Quando faz a pergunta, Vanessa Mara da Cruz Borges, 36, está pronta para qualquer tipo de resposta. Como ela mesma diz, sempre sai de casa em busca do "sim", mas o "não" também a faz crescer. E quando a negativa aparece, já sabe o que dirá em seguida.
"Não gosta de brownie? Mas já experimentou o meu?"
Não é uma técnica de vendas nova, mas a cartada vem a seguir. Ela explica os sabores da Cacau Crioula, sua marca própria. Um deles sempre chama a atenção: brownie de gengibre com dendê. Quem compra imediatamente passa a fazer parte do que chama de "nação brownera".
"Na rua, tenho de abordar as pessoas, não espero que elas venham até mim. Rua não é shopping center. Eu tinha muito medo, era insegura para falar e contar o que vendia. Mas isso passou. Eu saio fortalecida de cada venda. Sei o que estou fazendo. Confio no meu produto e no meu negócio", afirma.
Inscrita no Prêmio Academia Assaí, ela foi escolhida a melhor na categoria vendedor ambulante. Ganhou R$ 20 mil, vale-compras no supermercado e uma assessoria empresarial individualizada.
Era um futuro que ela jamais poderia imaginar no início de 2020 quando, grávida, abandonou um relacionamento abusivo no interior da Bahia para ir morar em Salvador. Poucas semanas depois começava a dar aulas de zumba, sua então profissão, e todas as academias fecharam por causa da pandemia da Covid-19. Quando Laura nasceu, a mãe não sabia o que fazer da vida.

········

Instrução da tarefa 1. Segundo o trecho fornecido, qual é o sabor de brownie da Cacau Crioula que sempre chama a atenção?
Instrução da tarefa 2. Liste tudo o que Vanessa ganhou ao ser escolhida a melhor na categoria vendedor ambulante, de acordo com o trecho fornecido.

········

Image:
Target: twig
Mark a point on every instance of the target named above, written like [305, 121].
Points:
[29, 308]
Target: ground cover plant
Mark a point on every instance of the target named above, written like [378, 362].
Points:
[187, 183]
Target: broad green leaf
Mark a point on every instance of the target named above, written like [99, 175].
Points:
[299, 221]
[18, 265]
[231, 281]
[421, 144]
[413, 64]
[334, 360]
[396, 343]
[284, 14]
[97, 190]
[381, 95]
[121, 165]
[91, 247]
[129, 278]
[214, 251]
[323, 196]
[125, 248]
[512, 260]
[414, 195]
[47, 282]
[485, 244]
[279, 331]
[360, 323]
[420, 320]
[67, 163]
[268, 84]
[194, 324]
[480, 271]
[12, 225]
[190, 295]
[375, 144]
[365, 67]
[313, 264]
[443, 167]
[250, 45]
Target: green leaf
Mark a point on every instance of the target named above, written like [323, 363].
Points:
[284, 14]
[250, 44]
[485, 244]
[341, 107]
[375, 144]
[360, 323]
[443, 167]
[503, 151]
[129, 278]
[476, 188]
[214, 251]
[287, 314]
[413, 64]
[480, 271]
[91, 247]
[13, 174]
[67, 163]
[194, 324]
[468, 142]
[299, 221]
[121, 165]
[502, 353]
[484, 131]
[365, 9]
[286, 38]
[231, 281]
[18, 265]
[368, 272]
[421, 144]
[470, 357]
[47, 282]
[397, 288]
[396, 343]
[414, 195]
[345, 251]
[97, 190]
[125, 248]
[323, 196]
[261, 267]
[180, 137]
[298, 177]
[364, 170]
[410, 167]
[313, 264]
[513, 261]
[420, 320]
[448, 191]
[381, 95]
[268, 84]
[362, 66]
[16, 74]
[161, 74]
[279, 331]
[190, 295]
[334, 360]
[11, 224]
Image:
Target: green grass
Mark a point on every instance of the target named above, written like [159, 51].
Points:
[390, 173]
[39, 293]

········

Resposta final 1. O brownie de gengibre com dendê.

Resposta final 2.
- R$ 20 mil
- Vale-compras no supermercado
- Assessoria empresarial individualizada